* [EXCERPT TO READ]
===============

Weekly Economic Update 06-14-24: CPI and A Discussion About Inflation

It is summer! And, for the first time since I started this weekly update last August, I have a lot of vacation coming up, starting this week. In fact, as this goes out on Friday, I will be fishing off the coast of New Orleans! Therefore, during the summer, occasionally the weekly update will be a little different, and I may even have one or two guest writers. And if I can’t get a guest writer, I may, for the first time, miss a week here or there. (But I’ll try my best not to.)

This week, we did get CPI before I left for New Orleans so I will report on that. However, I also want to take this opportunity to briefly comment on what the CPI represents – inflation. Inflation is the single biggest factor driving the domestic economy right now and many people don’t fully understand it. But first, let’s look at the data.

For the month of May, the headline Consumer Price Index (CPI) took a much-needed breather and was unchanged from April. As such, on a year-over-year basis, the index dropped to 3.3% – still well higher than January, but a move in the right direction. As can be seen below, for the past year, CPI has simply bounced around between 3.1%-3.7%, still well above the 2% target. Core CPI is sitting at 3.4%

However, “super core” (core services less shelter) was steady and is still running above 5%! As I have said many times, services represent the significant amount of consumer spending and that rate is still way too high. Interestingly, the “shelter” component (which is removed from “super core”) is running 5.4% year-over-year; rent is running 5.3%.

===============

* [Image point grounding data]

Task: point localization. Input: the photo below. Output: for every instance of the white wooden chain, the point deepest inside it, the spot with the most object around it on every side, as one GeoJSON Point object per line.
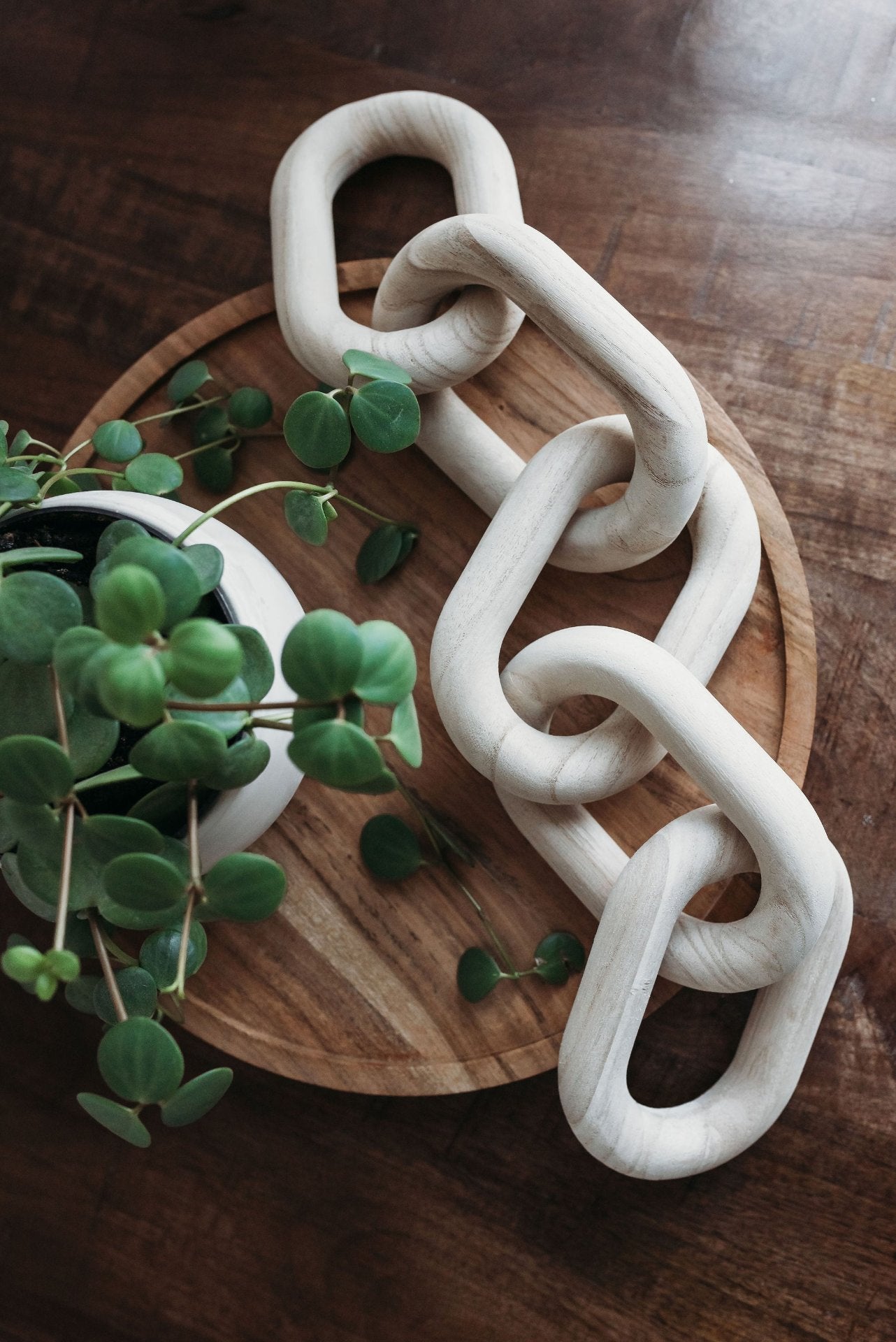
{"type": "Point", "coordinates": [796, 936]}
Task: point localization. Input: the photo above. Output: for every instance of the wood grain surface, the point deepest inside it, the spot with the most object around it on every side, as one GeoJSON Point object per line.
{"type": "Point", "coordinates": [728, 171]}
{"type": "Point", "coordinates": [353, 983]}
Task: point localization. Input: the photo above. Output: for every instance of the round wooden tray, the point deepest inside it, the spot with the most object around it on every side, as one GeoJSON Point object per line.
{"type": "Point", "coordinates": [352, 984]}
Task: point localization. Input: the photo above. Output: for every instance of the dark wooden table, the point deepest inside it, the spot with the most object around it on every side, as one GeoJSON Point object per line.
{"type": "Point", "coordinates": [728, 169]}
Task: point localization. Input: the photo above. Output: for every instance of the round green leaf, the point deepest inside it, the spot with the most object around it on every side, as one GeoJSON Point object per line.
{"type": "Point", "coordinates": [71, 653]}
{"type": "Point", "coordinates": [137, 990]}
{"type": "Point", "coordinates": [245, 761]}
{"type": "Point", "coordinates": [229, 722]}
{"type": "Point", "coordinates": [29, 554]}
{"type": "Point", "coordinates": [250, 407]}
{"type": "Point", "coordinates": [132, 686]}
{"type": "Point", "coordinates": [117, 440]}
{"type": "Point", "coordinates": [388, 668]}
{"type": "Point", "coordinates": [306, 517]}
{"type": "Point", "coordinates": [335, 753]}
{"type": "Point", "coordinates": [258, 663]}
{"type": "Point", "coordinates": [34, 770]}
{"type": "Point", "coordinates": [204, 656]}
{"type": "Point", "coordinates": [380, 554]}
{"type": "Point", "coordinates": [214, 469]}
{"type": "Point", "coordinates": [187, 380]}
{"type": "Point", "coordinates": [112, 837]}
{"type": "Point", "coordinates": [385, 417]}
{"type": "Point", "coordinates": [160, 953]}
{"type": "Point", "coordinates": [245, 886]}
{"type": "Point", "coordinates": [153, 472]}
{"type": "Point", "coordinates": [140, 1060]}
{"type": "Point", "coordinates": [558, 956]}
{"type": "Point", "coordinates": [129, 603]}
{"type": "Point", "coordinates": [208, 563]}
{"type": "Point", "coordinates": [370, 366]}
{"type": "Point", "coordinates": [176, 752]}
{"type": "Point", "coordinates": [35, 608]}
{"type": "Point", "coordinates": [143, 881]}
{"type": "Point", "coordinates": [172, 568]}
{"type": "Point", "coordinates": [389, 849]}
{"type": "Point", "coordinates": [17, 486]}
{"type": "Point", "coordinates": [118, 1120]}
{"type": "Point", "coordinates": [317, 430]}
{"type": "Point", "coordinates": [478, 972]}
{"type": "Point", "coordinates": [322, 655]}
{"type": "Point", "coordinates": [404, 733]}
{"type": "Point", "coordinates": [196, 1098]}
{"type": "Point", "coordinates": [122, 529]}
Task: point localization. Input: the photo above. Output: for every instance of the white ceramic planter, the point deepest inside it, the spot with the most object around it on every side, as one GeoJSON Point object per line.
{"type": "Point", "coordinates": [254, 593]}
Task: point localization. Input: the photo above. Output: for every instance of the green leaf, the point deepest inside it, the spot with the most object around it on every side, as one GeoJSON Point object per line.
{"type": "Point", "coordinates": [335, 753]}
{"type": "Point", "coordinates": [250, 407]}
{"type": "Point", "coordinates": [306, 517]}
{"type": "Point", "coordinates": [196, 1098]}
{"type": "Point", "coordinates": [208, 563]}
{"type": "Point", "coordinates": [153, 472]}
{"type": "Point", "coordinates": [317, 430]}
{"type": "Point", "coordinates": [478, 972]}
{"type": "Point", "coordinates": [110, 837]}
{"type": "Point", "coordinates": [92, 741]}
{"type": "Point", "coordinates": [160, 953]}
{"type": "Point", "coordinates": [27, 702]}
{"type": "Point", "coordinates": [34, 770]}
{"type": "Point", "coordinates": [80, 995]}
{"type": "Point", "coordinates": [117, 440]}
{"type": "Point", "coordinates": [22, 964]}
{"type": "Point", "coordinates": [322, 655]}
{"type": "Point", "coordinates": [35, 608]}
{"type": "Point", "coordinates": [388, 668]}
{"type": "Point", "coordinates": [172, 568]}
{"type": "Point", "coordinates": [17, 486]}
{"type": "Point", "coordinates": [380, 554]}
{"type": "Point", "coordinates": [245, 888]}
{"type": "Point", "coordinates": [138, 993]}
{"type": "Point", "coordinates": [132, 686]}
{"type": "Point", "coordinates": [245, 761]}
{"type": "Point", "coordinates": [258, 663]}
{"type": "Point", "coordinates": [404, 733]}
{"type": "Point", "coordinates": [140, 1060]}
{"type": "Point", "coordinates": [229, 722]}
{"type": "Point", "coordinates": [36, 554]}
{"type": "Point", "coordinates": [558, 956]}
{"type": "Point", "coordinates": [187, 380]}
{"type": "Point", "coordinates": [143, 881]}
{"type": "Point", "coordinates": [370, 366]}
{"type": "Point", "coordinates": [129, 603]}
{"type": "Point", "coordinates": [204, 656]}
{"type": "Point", "coordinates": [215, 469]}
{"type": "Point", "coordinates": [385, 417]}
{"type": "Point", "coordinates": [389, 849]}
{"type": "Point", "coordinates": [118, 1120]}
{"type": "Point", "coordinates": [73, 651]}
{"type": "Point", "coordinates": [176, 752]}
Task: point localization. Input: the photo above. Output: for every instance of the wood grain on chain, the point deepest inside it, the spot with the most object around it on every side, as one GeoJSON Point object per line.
{"type": "Point", "coordinates": [353, 984]}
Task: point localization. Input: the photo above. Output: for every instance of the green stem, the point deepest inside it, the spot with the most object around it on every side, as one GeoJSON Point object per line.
{"type": "Point", "coordinates": [245, 494]}
{"type": "Point", "coordinates": [109, 974]}
{"type": "Point", "coordinates": [124, 773]}
{"type": "Point", "coordinates": [369, 512]}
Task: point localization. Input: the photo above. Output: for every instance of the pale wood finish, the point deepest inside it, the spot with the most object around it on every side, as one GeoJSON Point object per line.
{"type": "Point", "coordinates": [352, 986]}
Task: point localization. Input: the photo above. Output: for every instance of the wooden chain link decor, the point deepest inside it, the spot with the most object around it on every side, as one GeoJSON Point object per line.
{"type": "Point", "coordinates": [792, 944]}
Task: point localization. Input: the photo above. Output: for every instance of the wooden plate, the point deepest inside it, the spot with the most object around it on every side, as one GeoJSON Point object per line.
{"type": "Point", "coordinates": [353, 983]}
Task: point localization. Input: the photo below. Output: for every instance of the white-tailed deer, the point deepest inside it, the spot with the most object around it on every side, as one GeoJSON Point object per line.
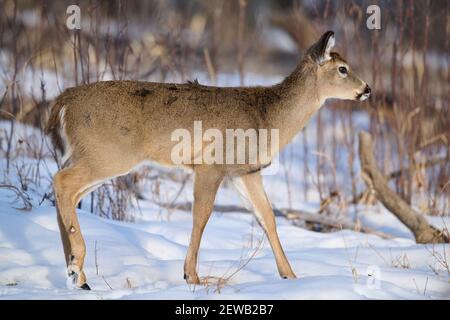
{"type": "Point", "coordinates": [107, 128]}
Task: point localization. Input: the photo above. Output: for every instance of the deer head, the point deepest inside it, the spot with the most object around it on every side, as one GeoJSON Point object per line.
{"type": "Point", "coordinates": [335, 78]}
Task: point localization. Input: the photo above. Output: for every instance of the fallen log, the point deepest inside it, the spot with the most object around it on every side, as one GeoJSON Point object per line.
{"type": "Point", "coordinates": [422, 230]}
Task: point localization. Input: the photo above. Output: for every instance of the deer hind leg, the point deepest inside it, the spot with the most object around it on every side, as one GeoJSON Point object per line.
{"type": "Point", "coordinates": [254, 191]}
{"type": "Point", "coordinates": [70, 184]}
{"type": "Point", "coordinates": [205, 188]}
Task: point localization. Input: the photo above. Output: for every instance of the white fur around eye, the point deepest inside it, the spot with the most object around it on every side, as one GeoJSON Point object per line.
{"type": "Point", "coordinates": [343, 75]}
{"type": "Point", "coordinates": [330, 44]}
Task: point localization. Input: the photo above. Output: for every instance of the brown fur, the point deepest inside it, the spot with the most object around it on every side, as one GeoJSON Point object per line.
{"type": "Point", "coordinates": [110, 127]}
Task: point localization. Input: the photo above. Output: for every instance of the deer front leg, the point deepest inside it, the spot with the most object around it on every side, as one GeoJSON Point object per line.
{"type": "Point", "coordinates": [69, 185]}
{"type": "Point", "coordinates": [206, 183]}
{"type": "Point", "coordinates": [254, 189]}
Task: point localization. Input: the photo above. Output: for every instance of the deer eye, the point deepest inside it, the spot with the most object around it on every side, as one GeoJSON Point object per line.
{"type": "Point", "coordinates": [343, 70]}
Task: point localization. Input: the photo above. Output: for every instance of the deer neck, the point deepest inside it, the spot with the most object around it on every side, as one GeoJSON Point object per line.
{"type": "Point", "coordinates": [299, 100]}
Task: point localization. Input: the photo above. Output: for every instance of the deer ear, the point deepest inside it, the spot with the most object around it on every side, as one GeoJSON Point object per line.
{"type": "Point", "coordinates": [320, 51]}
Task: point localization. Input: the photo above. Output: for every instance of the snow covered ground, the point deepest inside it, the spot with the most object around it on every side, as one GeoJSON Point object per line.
{"type": "Point", "coordinates": [144, 259]}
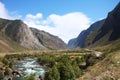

===============

Continue the weekly economic update on May CPI and inflation, starting right after its last sentence about shelter and rent.

* [RESULT]
Since January 2021, CPI has not posted a single monthly decline. The “unchanged” in May is the closest it has come. However, within that number, some basic necessities are posting huge year-over-year gains. For example, over the last 12 months, car insurance is up 20.3%; overall transportation is up 10.5%; car repairs are up 7.2%; and electricity is up 5.9%. Going all the way back to January 2021, overall CPI is running 19.5%. Food and housing are running 22.2%. But hopefully, the May number suggests a slowing in the near future.

So, what does this mean for a rate cut? By itself, not much. First, the Fed relies more on PCE than CPI, and second, they would need to see 3-4 months of this type of reading before a rate cut in 2024 would be on the table. I’m sticking with my forecast of no rate cuts in 2024.

Since I am traveling the latter part of this week and won’t be able to address any other data releases, I want to use the space here to dig a little deeper on inflation. As I speak to various groups, I get a lot of questions, and I hear a lot of misconceptions, about inflation. So, maybe a little primer on the subject would be worthwhile.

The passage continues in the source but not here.